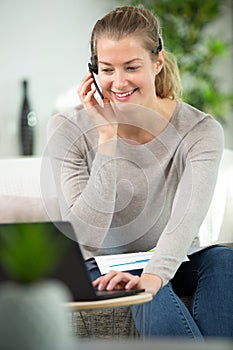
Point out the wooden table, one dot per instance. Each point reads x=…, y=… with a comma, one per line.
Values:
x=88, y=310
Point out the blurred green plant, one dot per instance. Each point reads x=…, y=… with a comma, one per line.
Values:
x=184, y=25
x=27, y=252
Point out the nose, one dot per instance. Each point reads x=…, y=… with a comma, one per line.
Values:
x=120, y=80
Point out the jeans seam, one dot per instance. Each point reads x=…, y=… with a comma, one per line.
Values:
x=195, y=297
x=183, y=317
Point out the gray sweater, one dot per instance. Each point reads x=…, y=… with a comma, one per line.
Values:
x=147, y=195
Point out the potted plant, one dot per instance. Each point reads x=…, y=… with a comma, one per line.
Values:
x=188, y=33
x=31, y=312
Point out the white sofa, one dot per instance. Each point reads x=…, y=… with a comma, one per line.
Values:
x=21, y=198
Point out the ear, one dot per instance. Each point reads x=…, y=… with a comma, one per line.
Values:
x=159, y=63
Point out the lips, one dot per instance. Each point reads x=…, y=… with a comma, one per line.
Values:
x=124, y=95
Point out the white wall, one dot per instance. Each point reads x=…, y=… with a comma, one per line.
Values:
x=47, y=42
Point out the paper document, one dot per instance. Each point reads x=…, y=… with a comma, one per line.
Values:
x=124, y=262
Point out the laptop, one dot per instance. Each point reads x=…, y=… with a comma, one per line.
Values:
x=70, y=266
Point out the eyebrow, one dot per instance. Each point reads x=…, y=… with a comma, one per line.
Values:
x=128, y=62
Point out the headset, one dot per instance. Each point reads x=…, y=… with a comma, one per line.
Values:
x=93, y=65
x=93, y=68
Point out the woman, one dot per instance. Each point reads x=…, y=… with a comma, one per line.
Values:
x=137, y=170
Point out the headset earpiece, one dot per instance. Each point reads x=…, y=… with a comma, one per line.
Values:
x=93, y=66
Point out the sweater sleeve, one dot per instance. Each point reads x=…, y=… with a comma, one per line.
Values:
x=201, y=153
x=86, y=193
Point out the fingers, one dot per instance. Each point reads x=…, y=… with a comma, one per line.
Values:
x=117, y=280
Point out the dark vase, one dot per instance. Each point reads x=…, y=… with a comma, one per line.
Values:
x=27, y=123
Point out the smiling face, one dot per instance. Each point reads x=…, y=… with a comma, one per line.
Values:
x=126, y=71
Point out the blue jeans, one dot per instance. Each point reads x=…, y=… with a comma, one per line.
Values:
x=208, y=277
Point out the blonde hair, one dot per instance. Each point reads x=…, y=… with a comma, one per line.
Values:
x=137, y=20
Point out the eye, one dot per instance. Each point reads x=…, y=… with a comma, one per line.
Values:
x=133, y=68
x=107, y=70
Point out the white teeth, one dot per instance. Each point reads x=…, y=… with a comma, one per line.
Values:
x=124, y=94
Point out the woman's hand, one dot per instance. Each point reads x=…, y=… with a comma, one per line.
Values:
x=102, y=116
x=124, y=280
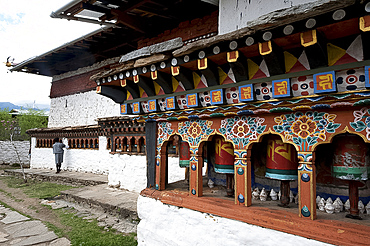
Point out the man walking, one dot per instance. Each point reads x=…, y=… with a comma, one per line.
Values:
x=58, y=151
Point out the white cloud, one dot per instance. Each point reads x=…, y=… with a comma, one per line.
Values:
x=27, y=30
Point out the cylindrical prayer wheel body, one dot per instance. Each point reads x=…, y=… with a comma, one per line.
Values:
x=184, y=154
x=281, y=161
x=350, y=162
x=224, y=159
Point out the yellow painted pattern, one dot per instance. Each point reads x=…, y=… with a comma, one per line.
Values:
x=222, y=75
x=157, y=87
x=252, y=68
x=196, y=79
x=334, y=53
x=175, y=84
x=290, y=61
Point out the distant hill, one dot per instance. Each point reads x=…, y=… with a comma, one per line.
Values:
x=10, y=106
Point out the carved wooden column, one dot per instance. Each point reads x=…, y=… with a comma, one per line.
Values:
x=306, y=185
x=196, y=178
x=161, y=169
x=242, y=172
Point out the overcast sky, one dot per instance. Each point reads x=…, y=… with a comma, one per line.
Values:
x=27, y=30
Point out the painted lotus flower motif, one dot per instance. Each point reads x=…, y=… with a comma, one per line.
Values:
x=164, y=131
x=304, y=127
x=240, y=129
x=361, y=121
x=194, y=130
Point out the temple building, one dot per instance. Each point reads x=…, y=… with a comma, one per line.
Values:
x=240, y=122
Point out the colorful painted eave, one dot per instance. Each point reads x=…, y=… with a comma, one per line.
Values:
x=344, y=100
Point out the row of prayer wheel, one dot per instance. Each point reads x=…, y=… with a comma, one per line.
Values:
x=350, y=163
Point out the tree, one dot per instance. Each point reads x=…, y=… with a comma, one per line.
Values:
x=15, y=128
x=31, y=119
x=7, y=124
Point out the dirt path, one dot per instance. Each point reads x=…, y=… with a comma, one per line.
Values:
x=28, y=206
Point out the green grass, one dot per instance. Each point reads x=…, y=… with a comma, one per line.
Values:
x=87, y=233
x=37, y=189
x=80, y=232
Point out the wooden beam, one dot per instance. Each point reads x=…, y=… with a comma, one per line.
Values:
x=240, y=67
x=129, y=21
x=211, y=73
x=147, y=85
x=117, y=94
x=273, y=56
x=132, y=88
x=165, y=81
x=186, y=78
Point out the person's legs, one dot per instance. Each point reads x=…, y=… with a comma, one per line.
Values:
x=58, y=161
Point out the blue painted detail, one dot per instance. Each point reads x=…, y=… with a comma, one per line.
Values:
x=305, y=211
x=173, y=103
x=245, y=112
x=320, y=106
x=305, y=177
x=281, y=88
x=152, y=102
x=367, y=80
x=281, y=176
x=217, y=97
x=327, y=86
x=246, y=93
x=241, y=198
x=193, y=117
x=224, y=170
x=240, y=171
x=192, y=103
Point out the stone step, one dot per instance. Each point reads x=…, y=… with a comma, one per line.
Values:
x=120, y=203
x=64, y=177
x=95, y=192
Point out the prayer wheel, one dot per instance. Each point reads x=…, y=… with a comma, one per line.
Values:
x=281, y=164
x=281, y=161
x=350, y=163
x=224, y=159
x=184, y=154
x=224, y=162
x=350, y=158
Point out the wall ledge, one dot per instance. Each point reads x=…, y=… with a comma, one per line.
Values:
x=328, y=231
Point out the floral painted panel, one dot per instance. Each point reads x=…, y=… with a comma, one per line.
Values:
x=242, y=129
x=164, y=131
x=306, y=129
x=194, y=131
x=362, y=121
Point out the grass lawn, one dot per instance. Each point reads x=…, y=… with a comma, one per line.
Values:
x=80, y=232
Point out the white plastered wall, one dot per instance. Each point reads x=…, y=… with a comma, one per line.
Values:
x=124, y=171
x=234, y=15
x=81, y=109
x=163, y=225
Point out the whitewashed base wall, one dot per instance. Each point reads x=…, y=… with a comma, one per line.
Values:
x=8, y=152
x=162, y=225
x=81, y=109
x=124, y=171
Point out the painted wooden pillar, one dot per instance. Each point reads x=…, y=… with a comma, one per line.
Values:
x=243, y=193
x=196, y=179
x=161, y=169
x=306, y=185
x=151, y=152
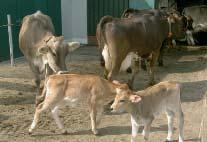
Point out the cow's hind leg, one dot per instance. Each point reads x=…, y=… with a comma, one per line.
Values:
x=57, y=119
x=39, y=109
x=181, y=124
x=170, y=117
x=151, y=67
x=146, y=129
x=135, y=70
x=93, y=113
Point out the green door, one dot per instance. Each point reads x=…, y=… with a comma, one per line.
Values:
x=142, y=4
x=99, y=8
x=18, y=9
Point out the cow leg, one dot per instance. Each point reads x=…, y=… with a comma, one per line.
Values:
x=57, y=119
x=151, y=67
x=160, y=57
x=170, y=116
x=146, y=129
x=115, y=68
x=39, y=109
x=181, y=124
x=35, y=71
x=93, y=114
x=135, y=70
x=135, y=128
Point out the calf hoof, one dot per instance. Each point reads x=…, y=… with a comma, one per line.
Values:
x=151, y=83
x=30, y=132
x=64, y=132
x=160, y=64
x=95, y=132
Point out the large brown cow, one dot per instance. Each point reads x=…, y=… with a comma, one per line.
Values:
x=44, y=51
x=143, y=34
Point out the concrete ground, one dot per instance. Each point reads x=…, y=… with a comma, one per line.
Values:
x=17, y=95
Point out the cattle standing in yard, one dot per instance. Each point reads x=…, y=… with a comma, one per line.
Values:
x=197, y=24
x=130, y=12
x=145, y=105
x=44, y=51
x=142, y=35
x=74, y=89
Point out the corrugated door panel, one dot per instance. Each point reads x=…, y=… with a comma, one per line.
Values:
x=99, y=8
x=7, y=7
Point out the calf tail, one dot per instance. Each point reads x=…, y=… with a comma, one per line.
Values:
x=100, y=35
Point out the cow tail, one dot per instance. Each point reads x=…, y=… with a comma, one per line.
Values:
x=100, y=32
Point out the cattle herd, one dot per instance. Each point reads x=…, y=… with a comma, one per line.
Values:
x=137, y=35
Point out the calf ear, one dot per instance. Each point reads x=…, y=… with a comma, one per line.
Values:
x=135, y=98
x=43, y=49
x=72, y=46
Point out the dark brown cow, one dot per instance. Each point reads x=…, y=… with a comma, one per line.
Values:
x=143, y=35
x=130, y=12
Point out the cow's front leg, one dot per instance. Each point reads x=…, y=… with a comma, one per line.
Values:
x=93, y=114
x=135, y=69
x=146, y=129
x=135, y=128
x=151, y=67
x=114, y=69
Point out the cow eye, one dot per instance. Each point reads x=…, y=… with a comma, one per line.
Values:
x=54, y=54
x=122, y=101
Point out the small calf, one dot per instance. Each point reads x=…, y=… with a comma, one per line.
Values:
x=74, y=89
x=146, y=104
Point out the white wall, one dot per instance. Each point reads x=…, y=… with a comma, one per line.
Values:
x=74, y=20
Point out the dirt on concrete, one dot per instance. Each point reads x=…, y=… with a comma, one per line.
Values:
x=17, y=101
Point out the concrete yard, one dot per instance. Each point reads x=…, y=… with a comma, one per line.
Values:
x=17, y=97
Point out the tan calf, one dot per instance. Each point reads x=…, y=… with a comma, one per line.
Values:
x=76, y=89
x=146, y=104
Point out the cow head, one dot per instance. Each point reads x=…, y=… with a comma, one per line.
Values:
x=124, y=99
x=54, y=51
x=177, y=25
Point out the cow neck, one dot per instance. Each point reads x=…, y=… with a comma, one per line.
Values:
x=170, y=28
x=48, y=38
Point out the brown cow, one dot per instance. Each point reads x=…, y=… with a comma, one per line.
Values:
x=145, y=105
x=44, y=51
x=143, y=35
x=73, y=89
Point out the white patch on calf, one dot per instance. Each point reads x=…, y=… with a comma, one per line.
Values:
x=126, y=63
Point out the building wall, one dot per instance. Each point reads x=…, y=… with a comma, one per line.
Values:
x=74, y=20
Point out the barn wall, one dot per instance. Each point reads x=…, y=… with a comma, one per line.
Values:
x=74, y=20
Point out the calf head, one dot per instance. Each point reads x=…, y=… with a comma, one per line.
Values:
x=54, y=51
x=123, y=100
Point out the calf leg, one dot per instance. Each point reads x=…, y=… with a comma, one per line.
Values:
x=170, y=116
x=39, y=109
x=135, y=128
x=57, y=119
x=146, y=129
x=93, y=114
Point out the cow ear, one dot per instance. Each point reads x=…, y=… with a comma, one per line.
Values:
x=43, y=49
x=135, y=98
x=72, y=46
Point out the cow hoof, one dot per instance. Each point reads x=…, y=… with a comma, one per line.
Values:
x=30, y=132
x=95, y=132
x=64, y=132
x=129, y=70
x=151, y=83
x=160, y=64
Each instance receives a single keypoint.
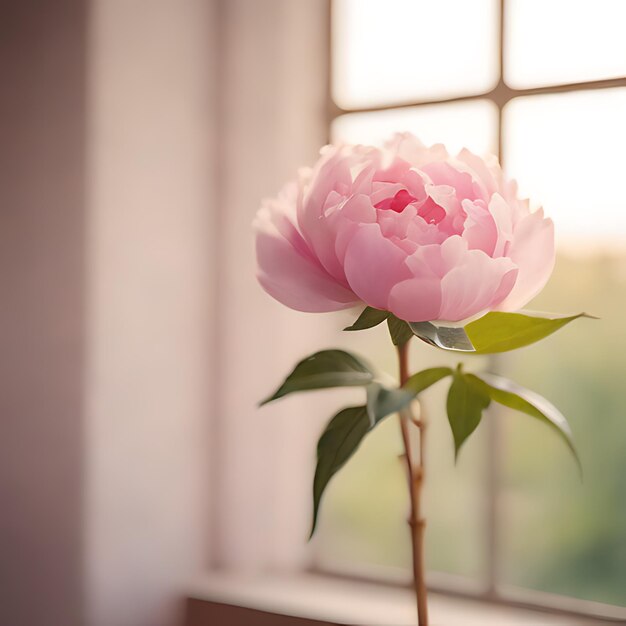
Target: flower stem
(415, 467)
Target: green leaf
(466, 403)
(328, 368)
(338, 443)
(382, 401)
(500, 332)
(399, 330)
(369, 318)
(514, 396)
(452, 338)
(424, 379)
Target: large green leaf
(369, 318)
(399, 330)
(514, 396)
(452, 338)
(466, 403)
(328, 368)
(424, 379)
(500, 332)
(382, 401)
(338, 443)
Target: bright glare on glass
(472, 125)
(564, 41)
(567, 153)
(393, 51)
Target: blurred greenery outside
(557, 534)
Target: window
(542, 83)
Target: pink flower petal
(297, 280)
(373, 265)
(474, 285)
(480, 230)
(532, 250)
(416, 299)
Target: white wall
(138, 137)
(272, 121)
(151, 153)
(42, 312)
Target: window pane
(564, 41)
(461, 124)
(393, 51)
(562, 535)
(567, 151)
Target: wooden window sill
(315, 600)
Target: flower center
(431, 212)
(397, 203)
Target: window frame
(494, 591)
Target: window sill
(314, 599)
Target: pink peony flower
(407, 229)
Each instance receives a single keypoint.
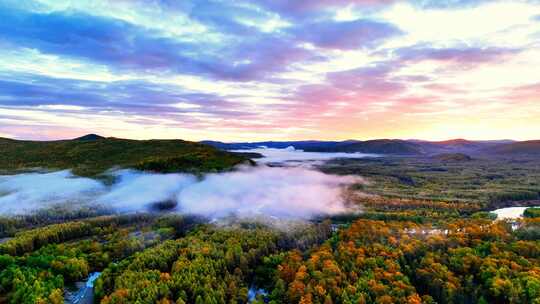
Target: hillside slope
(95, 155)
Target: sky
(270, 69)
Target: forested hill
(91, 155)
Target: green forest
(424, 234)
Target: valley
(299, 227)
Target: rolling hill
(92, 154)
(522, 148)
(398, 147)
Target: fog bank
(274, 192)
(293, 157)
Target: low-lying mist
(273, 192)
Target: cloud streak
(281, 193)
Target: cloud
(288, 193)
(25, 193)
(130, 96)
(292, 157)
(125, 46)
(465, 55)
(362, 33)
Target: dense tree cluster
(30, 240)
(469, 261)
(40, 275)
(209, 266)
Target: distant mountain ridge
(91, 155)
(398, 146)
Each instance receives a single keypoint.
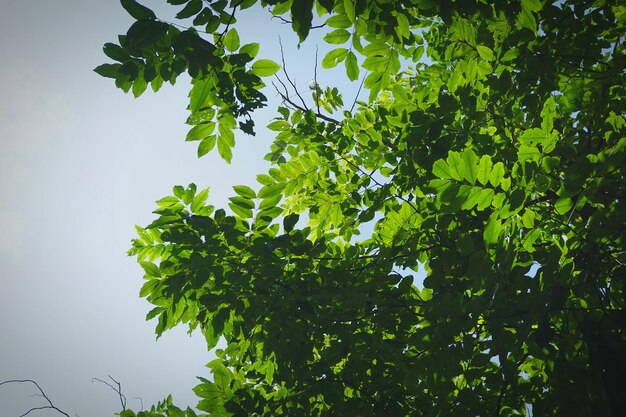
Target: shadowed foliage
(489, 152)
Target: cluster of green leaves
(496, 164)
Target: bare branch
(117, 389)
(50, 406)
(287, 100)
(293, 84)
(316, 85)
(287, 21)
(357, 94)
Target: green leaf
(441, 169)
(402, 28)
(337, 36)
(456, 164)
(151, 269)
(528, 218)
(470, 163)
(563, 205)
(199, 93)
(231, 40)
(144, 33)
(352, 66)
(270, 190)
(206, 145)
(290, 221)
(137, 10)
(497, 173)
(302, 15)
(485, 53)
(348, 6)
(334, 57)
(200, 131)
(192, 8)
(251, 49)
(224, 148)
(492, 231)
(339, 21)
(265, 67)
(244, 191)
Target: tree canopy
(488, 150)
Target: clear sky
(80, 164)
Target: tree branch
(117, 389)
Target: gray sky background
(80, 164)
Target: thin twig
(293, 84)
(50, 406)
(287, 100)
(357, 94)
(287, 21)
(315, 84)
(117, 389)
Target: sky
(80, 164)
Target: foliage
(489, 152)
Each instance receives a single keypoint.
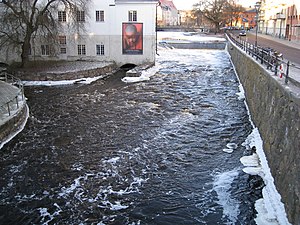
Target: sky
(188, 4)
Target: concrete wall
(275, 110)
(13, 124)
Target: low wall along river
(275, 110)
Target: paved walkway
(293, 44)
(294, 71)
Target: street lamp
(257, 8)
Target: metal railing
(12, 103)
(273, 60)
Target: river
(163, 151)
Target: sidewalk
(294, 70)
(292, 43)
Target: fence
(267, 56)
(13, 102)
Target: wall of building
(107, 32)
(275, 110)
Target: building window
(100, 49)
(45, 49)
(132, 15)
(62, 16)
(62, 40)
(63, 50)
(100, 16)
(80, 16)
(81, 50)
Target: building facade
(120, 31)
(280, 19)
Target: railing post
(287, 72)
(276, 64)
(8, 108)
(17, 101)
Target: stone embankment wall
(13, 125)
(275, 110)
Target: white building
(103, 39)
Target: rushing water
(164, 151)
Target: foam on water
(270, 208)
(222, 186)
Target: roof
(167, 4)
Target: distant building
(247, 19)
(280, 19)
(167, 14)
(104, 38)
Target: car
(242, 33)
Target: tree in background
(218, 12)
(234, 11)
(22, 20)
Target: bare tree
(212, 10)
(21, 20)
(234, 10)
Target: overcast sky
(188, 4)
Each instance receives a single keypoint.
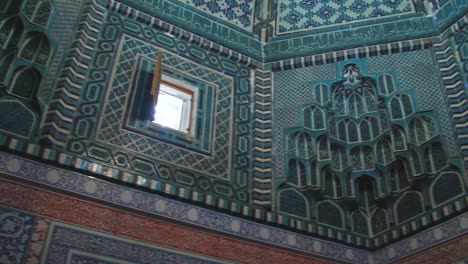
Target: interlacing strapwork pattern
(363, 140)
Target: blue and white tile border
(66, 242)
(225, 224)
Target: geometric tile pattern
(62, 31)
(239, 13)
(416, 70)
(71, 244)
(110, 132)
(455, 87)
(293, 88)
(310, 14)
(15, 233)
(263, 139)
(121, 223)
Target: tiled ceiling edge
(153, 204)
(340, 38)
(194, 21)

____

Set exercise
Please pull out the data from its start through the line holding "x=120, y=80", both ends included, and repeat those lines word for word without the pictures.

Finished answer
Point out the wooden table, one dot per instance. Each point reads x=…, y=… with a comma, one per line.
Values:
x=88, y=310
Point out the blurred green plant, one dot per instance. Each point reads x=…, y=… with a comma, one per line.
Values:
x=184, y=25
x=27, y=252
Point out the nose, one dot per instance. Each point reads x=…, y=… with a comma, one per line.
Values:
x=120, y=80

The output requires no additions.